## Problem details
Please reproduce the following records exactly, with nothing omitted.

(Dataset excerpts)
________________________
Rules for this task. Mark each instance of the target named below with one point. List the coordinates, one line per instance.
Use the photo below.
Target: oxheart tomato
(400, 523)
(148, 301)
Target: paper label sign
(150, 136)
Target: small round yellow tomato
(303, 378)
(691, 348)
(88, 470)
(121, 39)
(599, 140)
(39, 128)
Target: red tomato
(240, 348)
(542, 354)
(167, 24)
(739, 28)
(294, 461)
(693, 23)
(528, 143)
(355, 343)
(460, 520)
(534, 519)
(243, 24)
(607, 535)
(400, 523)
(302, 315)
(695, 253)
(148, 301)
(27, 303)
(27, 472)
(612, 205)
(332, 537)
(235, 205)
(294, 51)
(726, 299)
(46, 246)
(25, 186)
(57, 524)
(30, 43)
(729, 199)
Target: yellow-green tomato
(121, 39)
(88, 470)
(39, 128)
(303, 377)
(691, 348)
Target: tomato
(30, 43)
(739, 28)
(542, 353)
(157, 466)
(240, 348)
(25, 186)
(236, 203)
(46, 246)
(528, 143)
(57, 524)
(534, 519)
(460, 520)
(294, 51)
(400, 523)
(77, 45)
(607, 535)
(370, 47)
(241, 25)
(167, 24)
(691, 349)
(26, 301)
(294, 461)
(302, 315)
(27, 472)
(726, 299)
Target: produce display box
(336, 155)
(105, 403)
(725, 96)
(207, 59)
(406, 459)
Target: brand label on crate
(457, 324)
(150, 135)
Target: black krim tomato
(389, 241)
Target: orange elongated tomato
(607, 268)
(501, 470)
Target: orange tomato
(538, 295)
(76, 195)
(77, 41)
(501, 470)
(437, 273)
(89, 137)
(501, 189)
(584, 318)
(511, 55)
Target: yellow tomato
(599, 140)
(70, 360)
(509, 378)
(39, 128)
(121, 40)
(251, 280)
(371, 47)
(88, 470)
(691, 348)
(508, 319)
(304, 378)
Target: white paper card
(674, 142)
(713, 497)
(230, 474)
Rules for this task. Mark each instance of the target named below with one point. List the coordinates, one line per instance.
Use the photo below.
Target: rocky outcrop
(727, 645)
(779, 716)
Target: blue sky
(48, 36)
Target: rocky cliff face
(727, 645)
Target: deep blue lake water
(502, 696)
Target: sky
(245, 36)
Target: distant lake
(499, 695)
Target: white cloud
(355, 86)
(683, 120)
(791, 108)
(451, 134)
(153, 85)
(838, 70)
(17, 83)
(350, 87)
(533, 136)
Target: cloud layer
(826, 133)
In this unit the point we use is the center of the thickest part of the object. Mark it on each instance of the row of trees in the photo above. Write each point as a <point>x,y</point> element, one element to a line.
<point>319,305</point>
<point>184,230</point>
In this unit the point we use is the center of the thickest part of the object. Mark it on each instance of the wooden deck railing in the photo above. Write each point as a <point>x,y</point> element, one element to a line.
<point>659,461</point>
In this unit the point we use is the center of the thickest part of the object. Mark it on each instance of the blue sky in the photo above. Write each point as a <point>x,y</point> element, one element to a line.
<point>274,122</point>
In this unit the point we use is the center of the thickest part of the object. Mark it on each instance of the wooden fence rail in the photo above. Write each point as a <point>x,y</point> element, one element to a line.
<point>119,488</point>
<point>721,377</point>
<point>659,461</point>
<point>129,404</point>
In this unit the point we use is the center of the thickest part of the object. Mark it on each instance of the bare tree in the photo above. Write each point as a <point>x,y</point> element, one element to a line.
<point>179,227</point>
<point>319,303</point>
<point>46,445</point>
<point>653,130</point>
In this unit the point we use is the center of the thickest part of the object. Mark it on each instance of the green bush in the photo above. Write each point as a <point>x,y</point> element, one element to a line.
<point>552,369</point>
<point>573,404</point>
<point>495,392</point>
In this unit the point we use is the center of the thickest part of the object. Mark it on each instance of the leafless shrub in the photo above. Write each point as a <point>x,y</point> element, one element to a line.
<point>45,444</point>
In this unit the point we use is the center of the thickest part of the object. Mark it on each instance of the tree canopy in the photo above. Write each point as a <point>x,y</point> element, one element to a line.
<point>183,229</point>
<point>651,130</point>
________________________
## Written solution
Rules for this task. Mark each instance of the target named below with one point. List the coordinates, one line per instance.
Use the photo below.
Target: oxheart tomato
(400, 523)
(148, 301)
Target: paper label sign
(150, 136)
Target: small round yellow tomato
(303, 378)
(691, 348)
(88, 470)
(121, 39)
(599, 140)
(39, 128)
Target: red tomato
(240, 348)
(542, 354)
(167, 24)
(739, 28)
(294, 461)
(693, 23)
(528, 143)
(355, 343)
(460, 520)
(534, 519)
(243, 24)
(607, 535)
(400, 523)
(302, 315)
(695, 253)
(148, 301)
(27, 303)
(27, 472)
(612, 205)
(332, 537)
(235, 205)
(294, 51)
(726, 299)
(46, 246)
(25, 186)
(57, 524)
(30, 43)
(729, 199)
Target: yellow-green tomato
(121, 39)
(88, 470)
(39, 128)
(303, 377)
(691, 348)
Target: tomato
(30, 43)
(739, 28)
(542, 353)
(157, 466)
(240, 348)
(25, 186)
(236, 203)
(46, 246)
(528, 143)
(57, 524)
(534, 519)
(460, 520)
(294, 51)
(400, 523)
(77, 45)
(607, 535)
(370, 47)
(241, 25)
(167, 24)
(691, 349)
(26, 301)
(294, 461)
(302, 315)
(27, 472)
(726, 299)
Target: produce display box
(336, 155)
(105, 403)
(725, 96)
(207, 59)
(406, 459)
Target: brand label on crate
(457, 324)
(150, 135)
Target: black krim tomato
(389, 241)
Target: orange elongated tomato
(607, 268)
(501, 470)
Target: orange tomato
(538, 295)
(76, 195)
(77, 41)
(501, 470)
(437, 273)
(89, 137)
(501, 189)
(584, 318)
(511, 55)
Target: yellow tomato
(599, 140)
(70, 360)
(509, 378)
(39, 128)
(121, 40)
(251, 280)
(371, 47)
(88, 470)
(691, 348)
(508, 319)
(304, 378)
Target: white paper card
(674, 142)
(713, 497)
(230, 474)
Rules for this task. Mark each instance of the target named below with one point. List the coordinates, one line per instance.
Use the photo below.
Target: rocky outcrop
(727, 645)
(779, 716)
Target: blue sky
(48, 36)
Target: rocky cliff face
(727, 645)
Target: deep blue lake water
(502, 696)
Target: sky
(245, 36)
Target: distant lake
(499, 695)
Target: white cloud
(355, 86)
(683, 120)
(791, 108)
(451, 134)
(153, 85)
(838, 70)
(17, 83)
(350, 87)
(533, 136)
Target: cloud layer
(826, 133)
In this unit the point we use is the center of the thickest part of the object. Mark it on each instance of the row of trees in the photo above. Write each point as a <point>x,y</point> element, one element to a line.
<point>319,305</point>
<point>184,230</point>
In this unit the point we use is the center of the thickest part of the object. Mark it on each instance of the wooden deck railing in the photo above. Write each point as a <point>x,y</point> element, one element to a line.
<point>659,461</point>
In this unit the point we use is the center of the thickest part of the object. Mark it on each instance of the blue sky in the photo above. Write each point as a <point>x,y</point> element, one element to a line.
<point>274,122</point>
In this unit the point we use is the center of the thickest part of the object. Mark it on each instance of the wooden fence rail in the photo above. Write each point as a <point>x,y</point> element, one element to a line.
<point>119,488</point>
<point>721,377</point>
<point>659,461</point>
<point>129,404</point>
In this unit the point we use is the center of the thickest part of the object. Mark it on each instance of the bare tree in the photo above. Write each point as a <point>x,y</point> element, one element to a line.
<point>179,227</point>
<point>319,303</point>
<point>46,445</point>
<point>653,130</point>
In this unit the point we use is the center of the thickest part of the object. Mark it on each instance of the green bush in the photo above. Write each point as a <point>x,y</point> element, one element to a line.
<point>552,369</point>
<point>573,404</point>
<point>495,392</point>
In this unit the point we use is the center of the thickest part of the object. Mark it on each instance of the leafless shrub in the photo above. Write each point as a <point>x,y</point> element, one element to a line.
<point>45,444</point>
In this unit the point we use is the center of the thickest part of the object. Mark it on each instance of the tree canopy in the photo above. Write each point as a <point>x,y</point> element, one element to a line.
<point>183,229</point>
<point>651,130</point>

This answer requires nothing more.